**DIRECTIONS FOR THIS TASK**
How many lines in the items below contain the string "positive"? Reply with the number alone.

===== RECORD SET =====

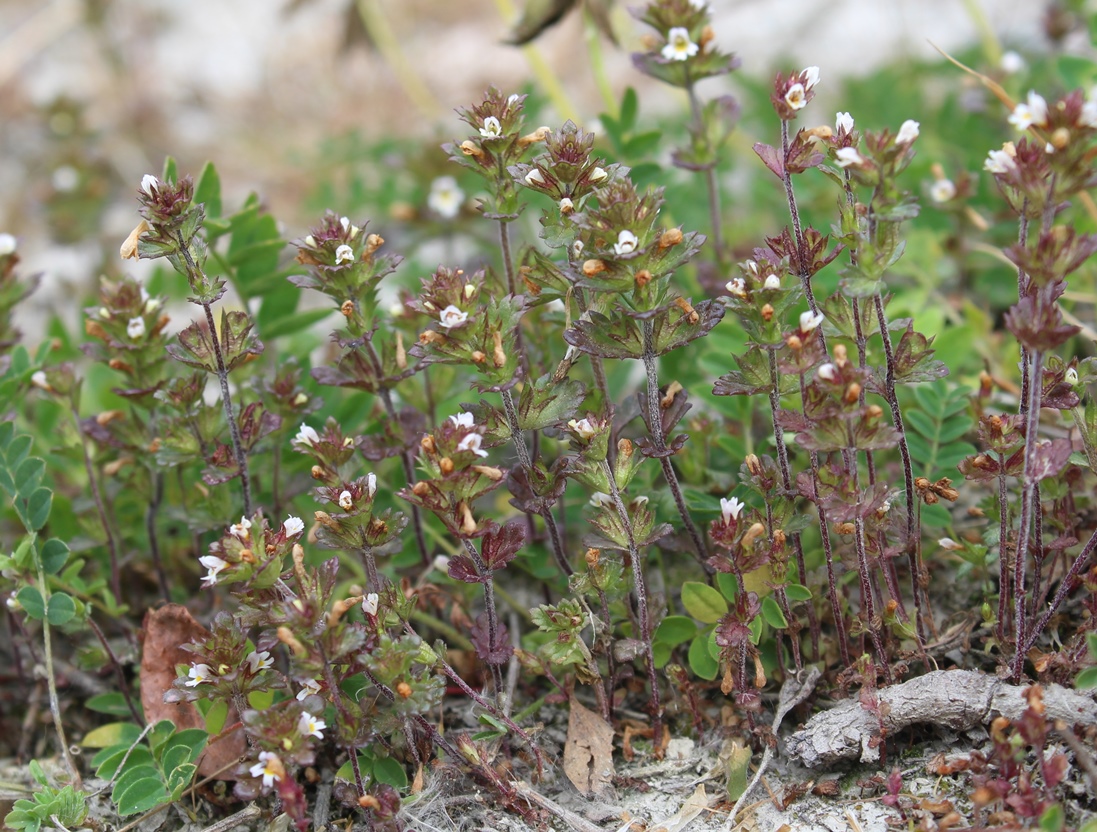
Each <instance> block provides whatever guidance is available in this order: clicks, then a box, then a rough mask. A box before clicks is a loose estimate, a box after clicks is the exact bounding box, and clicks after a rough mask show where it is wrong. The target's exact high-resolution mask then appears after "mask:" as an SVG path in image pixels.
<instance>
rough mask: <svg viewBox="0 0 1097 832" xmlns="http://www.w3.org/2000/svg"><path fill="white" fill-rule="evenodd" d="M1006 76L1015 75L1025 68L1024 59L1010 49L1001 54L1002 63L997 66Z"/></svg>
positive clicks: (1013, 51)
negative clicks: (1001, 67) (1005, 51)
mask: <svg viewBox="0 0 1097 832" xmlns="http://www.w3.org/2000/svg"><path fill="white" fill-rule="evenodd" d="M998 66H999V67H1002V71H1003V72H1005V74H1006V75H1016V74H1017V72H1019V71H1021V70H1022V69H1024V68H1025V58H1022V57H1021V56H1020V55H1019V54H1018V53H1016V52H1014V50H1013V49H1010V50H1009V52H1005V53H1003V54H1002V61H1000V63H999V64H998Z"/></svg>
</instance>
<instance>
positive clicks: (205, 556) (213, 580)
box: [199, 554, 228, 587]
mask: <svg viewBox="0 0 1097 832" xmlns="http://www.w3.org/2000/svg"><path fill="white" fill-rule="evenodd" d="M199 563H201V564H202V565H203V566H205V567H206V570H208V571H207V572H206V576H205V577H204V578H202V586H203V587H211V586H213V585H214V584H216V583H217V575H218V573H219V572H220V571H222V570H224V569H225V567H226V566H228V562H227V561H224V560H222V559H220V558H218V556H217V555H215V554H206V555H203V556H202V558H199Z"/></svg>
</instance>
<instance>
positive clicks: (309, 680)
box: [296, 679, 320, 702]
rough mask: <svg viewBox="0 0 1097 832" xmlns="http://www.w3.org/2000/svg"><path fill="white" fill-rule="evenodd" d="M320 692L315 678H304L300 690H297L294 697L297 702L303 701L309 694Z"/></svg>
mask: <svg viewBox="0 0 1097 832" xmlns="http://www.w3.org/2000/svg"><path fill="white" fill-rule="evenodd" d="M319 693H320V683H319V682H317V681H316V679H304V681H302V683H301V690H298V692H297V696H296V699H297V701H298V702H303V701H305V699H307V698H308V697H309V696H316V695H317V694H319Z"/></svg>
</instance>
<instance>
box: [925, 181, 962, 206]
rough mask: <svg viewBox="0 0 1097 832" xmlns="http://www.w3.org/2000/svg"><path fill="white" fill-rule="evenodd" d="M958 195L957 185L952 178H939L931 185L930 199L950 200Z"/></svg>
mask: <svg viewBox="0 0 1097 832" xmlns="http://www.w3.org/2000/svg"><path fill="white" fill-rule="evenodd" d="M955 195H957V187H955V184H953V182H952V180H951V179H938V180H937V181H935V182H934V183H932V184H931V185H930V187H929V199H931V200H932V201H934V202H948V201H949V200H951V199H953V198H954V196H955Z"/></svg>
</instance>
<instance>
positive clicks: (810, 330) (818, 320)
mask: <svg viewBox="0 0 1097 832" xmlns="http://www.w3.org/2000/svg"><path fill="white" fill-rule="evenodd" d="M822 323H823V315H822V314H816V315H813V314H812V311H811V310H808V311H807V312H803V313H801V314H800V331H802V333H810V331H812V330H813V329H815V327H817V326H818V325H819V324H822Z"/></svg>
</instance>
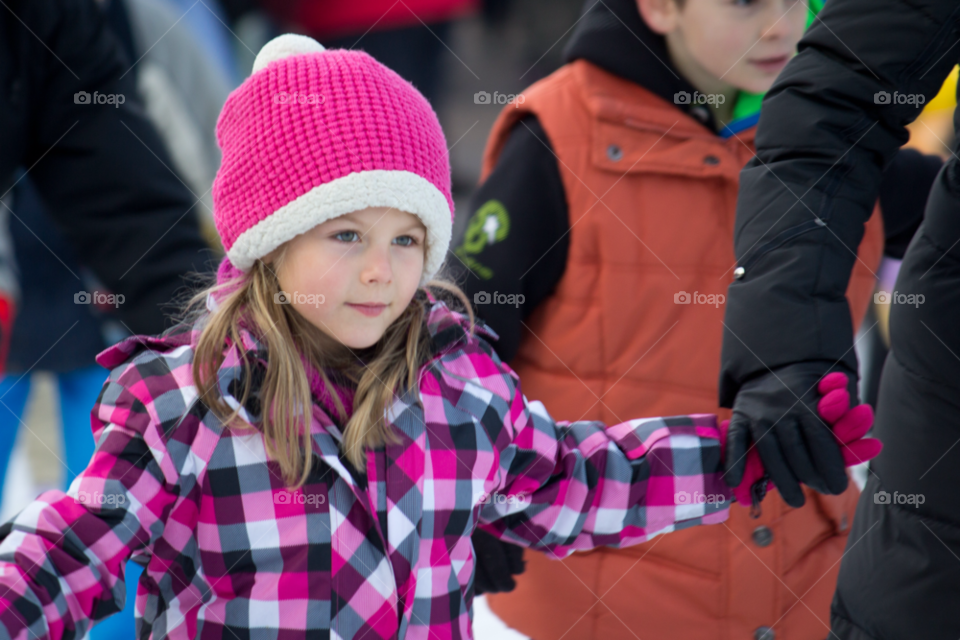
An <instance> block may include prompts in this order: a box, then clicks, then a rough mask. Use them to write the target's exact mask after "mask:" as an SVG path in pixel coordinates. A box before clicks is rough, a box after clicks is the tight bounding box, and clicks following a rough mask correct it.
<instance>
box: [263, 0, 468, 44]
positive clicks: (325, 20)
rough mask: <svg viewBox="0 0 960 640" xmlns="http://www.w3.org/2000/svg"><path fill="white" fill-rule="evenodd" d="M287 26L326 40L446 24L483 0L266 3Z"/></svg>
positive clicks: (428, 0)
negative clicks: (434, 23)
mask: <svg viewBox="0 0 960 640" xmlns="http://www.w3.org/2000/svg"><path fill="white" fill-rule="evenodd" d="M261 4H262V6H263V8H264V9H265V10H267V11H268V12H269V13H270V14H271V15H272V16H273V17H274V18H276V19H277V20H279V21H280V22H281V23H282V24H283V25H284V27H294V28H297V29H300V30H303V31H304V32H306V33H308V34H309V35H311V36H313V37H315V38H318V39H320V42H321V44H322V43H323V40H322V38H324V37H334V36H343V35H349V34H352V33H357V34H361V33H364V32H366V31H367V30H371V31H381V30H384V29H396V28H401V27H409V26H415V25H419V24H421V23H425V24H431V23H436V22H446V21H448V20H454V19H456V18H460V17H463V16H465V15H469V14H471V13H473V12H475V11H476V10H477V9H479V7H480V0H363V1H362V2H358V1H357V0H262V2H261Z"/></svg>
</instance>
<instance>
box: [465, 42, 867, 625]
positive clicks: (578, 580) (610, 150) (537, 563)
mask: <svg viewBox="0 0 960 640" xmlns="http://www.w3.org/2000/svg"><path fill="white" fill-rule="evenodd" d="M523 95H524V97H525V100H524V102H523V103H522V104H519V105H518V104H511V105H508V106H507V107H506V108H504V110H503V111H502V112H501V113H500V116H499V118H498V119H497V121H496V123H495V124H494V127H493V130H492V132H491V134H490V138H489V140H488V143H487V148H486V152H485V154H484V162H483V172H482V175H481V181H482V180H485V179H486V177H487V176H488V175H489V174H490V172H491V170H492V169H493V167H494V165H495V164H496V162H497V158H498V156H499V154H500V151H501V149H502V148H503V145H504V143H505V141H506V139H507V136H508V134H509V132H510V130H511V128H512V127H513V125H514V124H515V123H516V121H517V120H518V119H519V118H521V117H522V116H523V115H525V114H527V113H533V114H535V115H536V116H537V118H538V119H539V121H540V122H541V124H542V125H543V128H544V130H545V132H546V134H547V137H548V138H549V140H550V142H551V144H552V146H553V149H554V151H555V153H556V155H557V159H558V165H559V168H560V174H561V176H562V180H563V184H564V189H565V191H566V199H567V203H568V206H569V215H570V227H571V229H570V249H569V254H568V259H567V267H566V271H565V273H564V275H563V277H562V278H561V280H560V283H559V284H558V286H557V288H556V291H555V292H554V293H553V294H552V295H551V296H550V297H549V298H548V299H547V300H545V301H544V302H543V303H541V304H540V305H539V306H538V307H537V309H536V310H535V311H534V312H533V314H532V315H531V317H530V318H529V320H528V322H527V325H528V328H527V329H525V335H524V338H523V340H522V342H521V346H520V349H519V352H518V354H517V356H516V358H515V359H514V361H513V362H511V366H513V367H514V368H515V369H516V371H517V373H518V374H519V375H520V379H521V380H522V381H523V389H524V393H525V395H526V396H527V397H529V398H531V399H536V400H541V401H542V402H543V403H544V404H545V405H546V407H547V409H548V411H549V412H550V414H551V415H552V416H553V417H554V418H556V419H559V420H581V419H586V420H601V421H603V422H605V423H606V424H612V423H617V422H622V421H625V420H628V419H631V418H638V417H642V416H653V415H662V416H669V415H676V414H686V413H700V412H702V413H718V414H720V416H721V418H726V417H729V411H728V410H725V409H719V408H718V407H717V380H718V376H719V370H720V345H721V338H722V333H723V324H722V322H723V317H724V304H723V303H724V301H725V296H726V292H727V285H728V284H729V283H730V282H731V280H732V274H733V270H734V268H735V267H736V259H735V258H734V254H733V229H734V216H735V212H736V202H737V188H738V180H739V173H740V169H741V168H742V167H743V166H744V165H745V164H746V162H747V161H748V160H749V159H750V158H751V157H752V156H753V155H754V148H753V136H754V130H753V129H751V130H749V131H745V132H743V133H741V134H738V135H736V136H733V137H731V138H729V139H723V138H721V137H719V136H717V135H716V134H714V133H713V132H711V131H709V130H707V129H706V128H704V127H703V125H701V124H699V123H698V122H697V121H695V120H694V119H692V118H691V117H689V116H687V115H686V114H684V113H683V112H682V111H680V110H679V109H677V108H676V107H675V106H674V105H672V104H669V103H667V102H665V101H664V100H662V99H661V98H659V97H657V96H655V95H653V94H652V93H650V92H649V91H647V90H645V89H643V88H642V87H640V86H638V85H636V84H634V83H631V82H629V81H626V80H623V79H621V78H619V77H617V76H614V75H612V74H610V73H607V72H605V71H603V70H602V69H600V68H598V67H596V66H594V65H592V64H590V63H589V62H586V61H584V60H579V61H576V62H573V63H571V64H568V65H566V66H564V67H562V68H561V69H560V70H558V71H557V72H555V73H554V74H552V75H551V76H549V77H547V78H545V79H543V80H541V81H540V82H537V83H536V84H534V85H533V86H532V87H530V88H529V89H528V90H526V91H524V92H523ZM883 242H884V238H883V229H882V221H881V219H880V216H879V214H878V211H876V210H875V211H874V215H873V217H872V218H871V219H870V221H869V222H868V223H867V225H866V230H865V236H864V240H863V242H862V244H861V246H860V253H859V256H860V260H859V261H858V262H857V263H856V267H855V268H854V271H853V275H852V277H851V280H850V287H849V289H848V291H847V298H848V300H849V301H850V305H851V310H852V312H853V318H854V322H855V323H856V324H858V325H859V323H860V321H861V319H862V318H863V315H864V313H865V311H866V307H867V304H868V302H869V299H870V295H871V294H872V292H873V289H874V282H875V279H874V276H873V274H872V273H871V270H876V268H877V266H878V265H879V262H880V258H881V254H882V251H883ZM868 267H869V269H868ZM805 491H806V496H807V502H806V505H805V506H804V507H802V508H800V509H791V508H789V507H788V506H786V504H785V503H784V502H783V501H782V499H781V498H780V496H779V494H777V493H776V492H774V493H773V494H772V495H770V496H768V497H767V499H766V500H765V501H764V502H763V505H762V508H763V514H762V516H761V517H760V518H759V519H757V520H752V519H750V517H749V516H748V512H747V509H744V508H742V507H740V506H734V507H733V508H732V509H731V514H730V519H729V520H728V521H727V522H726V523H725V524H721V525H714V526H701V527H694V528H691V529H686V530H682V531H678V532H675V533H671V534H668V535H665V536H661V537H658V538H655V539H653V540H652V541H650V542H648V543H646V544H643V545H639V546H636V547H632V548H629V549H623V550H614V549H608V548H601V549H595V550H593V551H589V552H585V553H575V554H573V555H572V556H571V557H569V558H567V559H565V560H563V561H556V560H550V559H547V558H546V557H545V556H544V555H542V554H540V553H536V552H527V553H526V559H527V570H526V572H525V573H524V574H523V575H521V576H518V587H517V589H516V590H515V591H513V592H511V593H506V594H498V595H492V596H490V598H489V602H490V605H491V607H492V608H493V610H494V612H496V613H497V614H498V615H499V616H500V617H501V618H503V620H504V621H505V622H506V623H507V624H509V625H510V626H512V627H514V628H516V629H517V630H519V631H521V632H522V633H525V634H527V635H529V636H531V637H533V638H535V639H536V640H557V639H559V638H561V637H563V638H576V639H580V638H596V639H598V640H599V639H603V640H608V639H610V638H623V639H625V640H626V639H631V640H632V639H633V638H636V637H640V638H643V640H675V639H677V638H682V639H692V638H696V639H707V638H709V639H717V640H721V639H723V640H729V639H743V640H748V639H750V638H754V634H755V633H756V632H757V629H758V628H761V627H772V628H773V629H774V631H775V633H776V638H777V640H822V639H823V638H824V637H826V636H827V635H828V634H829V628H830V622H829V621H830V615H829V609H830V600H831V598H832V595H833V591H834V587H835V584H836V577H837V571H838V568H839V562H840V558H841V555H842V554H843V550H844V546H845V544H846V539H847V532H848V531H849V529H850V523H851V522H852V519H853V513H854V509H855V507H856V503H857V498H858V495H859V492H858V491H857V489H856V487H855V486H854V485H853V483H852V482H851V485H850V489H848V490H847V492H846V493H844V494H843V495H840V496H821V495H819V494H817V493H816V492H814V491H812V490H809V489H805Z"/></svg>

=====

**EXERCISE SOLUTION**
7